— start —

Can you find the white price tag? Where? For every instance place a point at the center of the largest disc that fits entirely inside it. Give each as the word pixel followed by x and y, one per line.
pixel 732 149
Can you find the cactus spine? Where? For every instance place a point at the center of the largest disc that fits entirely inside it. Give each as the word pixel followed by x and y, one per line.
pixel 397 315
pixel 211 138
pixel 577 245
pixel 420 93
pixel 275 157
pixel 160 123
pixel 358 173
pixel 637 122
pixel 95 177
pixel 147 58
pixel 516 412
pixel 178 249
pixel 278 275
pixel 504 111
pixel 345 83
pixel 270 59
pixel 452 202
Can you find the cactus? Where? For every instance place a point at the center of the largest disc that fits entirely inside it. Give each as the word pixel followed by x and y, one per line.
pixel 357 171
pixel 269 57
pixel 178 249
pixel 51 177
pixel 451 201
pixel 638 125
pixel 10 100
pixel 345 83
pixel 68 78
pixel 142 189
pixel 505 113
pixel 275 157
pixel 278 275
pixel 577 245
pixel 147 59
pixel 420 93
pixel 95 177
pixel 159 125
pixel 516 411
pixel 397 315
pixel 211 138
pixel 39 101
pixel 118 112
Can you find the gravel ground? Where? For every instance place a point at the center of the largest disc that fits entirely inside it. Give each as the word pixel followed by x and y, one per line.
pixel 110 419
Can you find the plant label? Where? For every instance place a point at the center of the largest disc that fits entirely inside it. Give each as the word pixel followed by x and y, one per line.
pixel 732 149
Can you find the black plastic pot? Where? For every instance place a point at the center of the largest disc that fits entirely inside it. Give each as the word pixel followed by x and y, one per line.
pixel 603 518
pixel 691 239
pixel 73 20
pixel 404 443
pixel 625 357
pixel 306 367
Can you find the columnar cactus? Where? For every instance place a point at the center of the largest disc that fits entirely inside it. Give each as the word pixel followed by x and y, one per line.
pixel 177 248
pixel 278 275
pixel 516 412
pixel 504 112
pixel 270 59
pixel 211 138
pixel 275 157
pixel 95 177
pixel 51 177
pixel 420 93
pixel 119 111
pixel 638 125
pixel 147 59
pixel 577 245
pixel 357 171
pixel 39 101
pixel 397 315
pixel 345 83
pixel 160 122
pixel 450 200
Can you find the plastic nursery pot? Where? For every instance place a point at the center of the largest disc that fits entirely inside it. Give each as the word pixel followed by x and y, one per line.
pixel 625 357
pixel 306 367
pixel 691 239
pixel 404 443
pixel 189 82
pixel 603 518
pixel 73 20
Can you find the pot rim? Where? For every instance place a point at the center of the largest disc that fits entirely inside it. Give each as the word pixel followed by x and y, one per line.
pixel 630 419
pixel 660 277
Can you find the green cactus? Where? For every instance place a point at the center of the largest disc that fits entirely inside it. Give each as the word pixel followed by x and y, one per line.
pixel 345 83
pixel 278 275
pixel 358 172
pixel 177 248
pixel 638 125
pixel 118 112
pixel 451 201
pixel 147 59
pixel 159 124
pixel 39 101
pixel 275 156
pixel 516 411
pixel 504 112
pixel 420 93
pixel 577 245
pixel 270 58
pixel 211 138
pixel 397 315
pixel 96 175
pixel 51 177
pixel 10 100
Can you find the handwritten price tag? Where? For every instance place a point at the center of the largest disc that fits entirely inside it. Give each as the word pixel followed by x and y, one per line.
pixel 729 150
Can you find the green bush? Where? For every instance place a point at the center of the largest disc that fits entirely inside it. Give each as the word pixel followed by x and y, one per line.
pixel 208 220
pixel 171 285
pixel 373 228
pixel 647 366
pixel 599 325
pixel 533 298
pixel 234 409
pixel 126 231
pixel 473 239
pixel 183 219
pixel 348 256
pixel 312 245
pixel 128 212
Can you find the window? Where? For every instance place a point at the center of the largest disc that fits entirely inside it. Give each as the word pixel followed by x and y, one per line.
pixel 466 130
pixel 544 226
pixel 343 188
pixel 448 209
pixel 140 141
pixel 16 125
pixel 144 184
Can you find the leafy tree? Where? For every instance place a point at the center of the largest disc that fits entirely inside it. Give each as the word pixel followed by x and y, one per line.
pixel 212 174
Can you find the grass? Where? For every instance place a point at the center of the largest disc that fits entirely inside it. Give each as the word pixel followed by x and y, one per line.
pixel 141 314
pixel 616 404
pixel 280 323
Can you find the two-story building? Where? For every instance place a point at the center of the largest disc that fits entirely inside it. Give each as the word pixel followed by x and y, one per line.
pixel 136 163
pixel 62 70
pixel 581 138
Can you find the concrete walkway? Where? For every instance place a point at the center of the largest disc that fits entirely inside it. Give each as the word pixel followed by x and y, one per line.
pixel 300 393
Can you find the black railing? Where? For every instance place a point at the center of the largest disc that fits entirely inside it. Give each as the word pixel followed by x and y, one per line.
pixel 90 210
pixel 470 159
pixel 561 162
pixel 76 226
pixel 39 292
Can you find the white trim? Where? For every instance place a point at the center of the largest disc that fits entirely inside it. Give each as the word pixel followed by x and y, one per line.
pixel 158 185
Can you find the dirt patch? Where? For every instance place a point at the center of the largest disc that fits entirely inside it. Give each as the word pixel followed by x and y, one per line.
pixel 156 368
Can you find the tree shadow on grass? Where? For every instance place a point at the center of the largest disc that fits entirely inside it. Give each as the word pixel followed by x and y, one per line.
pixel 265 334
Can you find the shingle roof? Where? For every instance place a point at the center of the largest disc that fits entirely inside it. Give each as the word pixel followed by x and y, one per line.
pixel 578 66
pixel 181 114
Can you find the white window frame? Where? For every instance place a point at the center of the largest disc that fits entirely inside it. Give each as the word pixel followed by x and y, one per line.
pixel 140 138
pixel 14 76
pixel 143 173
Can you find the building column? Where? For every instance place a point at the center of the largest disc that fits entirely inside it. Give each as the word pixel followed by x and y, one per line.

— end —

DO THIS:
Repeat only the lines from the one holding "Can you find the white trim?" through the last line of the data.

CORRECT RESPONSE:
Can you find the white trim? Where? For every instance place a point at the center of the largest disc that fits entirely inside it. Give each as the word pixel followed by x and y, one per line.
pixel 158 185
Can you find the dirt patch? Where? For every instance place a point at the center of the largest disc that fits entirely inside it. Give each as the word pixel followed by x and y, one per line.
pixel 156 368
Can you find the tree shadow on grass? Where? For every instance place a point at the center of the largest disc that fits entirely inside it. Give each as the word pixel followed by x and y, one per line.
pixel 265 334
Can you find the shingle roof? Where? For every instance place a point at the center of the largest disc that fits entirely inside it. Give each as the word pixel followed by x and y, one per line.
pixel 578 66
pixel 181 114
Can you find the white window frame? Where? For every instance place a point at the center of the largest disc that fits entirely inside it. Give each as the word pixel followed by x and y, one per line.
pixel 140 138
pixel 14 76
pixel 143 173
Can you find the building column? Where? For every instance place a point at the center of the largest disc that fits entirely inside it. Give each as the word pixel followed by x and y, one per line.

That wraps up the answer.